_Problem statement_
Once the line containing "Consider the photo above. For every instance of the dense" is located, give it again exactly, together with each line that follows it to the end of the entries, and add nothing else.

_Recorded data_
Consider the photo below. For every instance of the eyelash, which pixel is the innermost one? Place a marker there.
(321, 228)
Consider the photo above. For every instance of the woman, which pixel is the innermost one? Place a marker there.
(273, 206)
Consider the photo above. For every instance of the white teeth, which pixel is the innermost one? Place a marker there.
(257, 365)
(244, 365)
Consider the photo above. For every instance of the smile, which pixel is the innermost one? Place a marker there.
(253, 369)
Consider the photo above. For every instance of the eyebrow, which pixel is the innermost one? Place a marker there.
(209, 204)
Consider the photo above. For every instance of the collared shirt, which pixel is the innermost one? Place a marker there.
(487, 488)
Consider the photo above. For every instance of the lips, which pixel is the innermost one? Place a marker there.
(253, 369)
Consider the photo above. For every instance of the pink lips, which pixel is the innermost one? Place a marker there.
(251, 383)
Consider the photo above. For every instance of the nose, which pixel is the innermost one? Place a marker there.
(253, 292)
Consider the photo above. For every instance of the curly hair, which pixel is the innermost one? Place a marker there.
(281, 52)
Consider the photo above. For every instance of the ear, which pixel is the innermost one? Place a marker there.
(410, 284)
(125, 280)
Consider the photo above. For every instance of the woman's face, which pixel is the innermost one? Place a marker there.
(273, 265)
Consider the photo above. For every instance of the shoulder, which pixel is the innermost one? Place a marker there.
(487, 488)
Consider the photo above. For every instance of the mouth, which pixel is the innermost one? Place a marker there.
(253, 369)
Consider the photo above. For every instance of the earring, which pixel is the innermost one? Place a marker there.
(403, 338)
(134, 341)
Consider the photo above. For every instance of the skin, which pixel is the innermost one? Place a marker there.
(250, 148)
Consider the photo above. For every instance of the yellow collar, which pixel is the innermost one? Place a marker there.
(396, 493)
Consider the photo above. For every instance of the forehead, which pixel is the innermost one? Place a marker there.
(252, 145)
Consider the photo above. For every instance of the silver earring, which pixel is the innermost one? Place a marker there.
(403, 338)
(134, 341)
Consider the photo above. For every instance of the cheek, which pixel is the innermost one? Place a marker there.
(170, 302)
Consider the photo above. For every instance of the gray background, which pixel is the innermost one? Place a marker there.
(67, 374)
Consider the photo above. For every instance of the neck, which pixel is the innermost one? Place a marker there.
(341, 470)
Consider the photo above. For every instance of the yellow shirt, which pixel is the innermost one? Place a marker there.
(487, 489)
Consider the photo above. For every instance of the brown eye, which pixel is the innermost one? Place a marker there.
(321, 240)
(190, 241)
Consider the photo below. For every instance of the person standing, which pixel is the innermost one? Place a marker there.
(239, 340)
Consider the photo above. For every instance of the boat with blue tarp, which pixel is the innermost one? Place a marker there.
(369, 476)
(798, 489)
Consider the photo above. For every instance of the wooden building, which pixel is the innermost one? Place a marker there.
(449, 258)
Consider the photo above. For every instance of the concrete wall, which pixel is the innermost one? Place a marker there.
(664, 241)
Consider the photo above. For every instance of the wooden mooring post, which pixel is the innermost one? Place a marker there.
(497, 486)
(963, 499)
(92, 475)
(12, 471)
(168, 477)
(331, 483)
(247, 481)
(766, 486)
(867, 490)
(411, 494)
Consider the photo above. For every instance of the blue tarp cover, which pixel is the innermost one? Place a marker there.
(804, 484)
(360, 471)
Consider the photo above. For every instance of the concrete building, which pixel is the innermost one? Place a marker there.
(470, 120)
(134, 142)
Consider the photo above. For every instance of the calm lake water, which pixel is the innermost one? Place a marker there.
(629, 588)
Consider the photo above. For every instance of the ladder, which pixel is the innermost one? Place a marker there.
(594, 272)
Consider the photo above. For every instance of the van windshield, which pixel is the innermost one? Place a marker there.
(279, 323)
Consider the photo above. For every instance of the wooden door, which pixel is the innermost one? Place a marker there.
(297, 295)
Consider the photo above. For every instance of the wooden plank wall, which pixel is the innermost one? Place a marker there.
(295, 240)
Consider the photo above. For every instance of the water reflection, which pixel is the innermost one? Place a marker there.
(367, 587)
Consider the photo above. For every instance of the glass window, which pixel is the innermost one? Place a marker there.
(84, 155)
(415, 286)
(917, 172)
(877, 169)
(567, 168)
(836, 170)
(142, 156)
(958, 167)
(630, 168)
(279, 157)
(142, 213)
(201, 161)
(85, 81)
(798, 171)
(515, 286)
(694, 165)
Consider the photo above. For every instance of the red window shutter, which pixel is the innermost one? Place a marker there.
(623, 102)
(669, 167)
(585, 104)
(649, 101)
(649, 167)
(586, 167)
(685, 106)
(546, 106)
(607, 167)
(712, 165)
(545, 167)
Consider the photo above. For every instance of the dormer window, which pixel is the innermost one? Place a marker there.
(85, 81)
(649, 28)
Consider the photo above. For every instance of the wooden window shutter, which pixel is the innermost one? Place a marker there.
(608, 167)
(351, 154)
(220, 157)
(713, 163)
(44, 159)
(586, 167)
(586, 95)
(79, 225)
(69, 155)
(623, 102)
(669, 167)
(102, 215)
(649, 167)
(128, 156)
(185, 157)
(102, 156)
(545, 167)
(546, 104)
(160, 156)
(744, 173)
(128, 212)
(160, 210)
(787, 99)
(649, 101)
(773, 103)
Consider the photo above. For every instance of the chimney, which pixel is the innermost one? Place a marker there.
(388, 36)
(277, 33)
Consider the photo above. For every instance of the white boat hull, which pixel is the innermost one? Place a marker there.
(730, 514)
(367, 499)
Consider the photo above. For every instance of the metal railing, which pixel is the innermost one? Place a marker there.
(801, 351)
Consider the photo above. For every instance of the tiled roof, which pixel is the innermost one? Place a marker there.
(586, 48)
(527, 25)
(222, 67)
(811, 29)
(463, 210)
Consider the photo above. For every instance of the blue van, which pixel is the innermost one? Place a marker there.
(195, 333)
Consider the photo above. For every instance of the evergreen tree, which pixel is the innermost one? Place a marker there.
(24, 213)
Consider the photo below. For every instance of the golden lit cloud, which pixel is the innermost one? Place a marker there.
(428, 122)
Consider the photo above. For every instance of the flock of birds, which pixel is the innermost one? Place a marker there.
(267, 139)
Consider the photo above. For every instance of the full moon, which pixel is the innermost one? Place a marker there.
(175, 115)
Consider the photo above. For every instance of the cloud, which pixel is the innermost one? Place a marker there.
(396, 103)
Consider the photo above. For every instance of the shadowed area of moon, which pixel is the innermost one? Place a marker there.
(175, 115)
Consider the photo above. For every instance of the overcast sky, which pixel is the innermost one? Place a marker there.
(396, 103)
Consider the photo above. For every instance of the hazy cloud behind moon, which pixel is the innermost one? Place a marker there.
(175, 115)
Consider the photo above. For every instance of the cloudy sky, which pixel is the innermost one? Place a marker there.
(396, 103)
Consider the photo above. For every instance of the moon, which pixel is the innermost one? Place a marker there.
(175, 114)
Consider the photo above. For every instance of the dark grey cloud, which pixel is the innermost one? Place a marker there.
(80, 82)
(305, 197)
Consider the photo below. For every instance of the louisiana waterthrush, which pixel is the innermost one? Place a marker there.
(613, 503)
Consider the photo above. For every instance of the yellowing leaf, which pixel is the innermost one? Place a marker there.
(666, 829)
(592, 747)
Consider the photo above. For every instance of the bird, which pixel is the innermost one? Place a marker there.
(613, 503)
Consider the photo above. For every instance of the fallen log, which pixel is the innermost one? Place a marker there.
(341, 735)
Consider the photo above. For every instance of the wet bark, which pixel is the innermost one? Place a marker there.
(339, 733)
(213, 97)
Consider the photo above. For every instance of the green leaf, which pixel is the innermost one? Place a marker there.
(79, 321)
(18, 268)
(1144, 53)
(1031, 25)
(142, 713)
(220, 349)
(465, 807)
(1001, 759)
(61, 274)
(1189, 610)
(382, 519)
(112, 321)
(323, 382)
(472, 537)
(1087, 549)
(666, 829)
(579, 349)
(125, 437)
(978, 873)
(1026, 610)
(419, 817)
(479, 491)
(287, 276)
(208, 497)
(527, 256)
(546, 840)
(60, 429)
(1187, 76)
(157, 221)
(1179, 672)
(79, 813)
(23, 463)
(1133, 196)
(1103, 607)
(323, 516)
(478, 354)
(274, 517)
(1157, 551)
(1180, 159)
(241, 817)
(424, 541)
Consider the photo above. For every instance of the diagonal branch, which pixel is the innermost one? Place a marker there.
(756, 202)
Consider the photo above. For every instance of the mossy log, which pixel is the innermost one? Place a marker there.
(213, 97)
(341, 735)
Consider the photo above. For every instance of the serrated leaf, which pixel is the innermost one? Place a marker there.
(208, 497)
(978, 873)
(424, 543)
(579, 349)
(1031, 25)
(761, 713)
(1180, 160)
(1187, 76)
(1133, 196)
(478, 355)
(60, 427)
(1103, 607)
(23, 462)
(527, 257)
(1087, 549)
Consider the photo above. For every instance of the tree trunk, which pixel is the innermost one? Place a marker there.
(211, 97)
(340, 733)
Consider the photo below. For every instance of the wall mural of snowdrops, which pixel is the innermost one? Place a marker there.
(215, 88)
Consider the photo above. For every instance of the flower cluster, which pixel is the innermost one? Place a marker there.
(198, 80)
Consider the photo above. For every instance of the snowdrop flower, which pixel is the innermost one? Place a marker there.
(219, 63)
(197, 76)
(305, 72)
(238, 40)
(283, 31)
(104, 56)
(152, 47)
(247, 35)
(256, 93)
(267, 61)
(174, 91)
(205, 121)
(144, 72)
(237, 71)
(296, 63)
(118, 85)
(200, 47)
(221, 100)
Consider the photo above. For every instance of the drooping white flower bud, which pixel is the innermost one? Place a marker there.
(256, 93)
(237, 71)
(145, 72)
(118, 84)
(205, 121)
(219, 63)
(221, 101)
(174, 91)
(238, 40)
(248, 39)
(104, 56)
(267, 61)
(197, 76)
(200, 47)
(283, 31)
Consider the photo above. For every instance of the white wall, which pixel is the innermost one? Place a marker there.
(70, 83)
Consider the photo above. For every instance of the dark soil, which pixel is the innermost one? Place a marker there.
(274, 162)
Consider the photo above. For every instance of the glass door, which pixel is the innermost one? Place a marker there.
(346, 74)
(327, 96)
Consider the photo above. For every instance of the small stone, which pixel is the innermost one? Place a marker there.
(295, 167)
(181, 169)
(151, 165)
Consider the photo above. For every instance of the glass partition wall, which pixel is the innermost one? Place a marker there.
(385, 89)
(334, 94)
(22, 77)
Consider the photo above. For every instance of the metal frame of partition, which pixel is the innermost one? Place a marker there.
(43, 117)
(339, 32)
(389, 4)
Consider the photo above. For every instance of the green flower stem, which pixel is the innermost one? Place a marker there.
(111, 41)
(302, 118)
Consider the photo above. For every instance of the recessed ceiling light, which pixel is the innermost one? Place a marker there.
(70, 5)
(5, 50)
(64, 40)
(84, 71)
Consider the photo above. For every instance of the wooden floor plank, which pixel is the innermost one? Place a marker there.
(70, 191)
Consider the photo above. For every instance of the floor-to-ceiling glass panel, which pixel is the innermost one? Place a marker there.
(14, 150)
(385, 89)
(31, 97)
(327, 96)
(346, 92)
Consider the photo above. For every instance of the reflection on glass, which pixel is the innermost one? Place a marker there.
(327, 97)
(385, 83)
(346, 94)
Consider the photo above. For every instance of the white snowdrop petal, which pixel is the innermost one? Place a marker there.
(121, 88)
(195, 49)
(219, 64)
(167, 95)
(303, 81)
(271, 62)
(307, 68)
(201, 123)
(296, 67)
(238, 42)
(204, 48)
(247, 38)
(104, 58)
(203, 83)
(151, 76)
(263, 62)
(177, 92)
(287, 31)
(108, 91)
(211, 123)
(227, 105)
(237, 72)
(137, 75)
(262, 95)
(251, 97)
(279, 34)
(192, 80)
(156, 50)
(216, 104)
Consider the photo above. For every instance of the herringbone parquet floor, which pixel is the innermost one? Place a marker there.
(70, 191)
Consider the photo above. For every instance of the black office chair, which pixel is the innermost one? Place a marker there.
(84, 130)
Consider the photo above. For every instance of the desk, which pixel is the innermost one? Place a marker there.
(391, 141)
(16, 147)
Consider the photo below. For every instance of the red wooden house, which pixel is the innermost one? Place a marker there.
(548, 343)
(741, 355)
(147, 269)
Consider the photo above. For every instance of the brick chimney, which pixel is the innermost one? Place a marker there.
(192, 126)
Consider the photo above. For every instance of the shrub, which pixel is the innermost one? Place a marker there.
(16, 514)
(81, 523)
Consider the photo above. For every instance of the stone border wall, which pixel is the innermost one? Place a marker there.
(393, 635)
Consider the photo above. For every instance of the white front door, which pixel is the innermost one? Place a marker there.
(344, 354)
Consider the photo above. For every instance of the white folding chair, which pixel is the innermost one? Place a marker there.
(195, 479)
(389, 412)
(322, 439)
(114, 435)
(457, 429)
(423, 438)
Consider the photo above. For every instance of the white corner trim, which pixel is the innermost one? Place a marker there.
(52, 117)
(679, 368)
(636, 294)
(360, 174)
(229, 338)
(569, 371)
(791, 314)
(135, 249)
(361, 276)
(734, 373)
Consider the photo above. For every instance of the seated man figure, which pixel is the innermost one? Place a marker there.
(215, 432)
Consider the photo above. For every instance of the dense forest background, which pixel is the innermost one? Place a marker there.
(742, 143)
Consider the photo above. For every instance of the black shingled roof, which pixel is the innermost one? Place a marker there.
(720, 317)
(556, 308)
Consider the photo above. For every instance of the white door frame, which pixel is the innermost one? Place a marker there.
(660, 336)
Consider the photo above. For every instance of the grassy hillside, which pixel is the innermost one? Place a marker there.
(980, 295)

_Exercise solution_
Consider the photo above. For every instance of the dense forest background, which pixel is the innermost one? Place a marker there.
(742, 143)
Consider the photo above. For every instance of the black shingled roof, which pixel is the innermost one? Place a marker there.
(720, 317)
(556, 308)
Consider the photo above. For every instance of the white door frame, which pixel is the innermost one? Place a marker there.
(660, 336)
Consider the photo above. For every instance of the grassy hillside, which pixel is the innermost one? Place a marker there.
(980, 295)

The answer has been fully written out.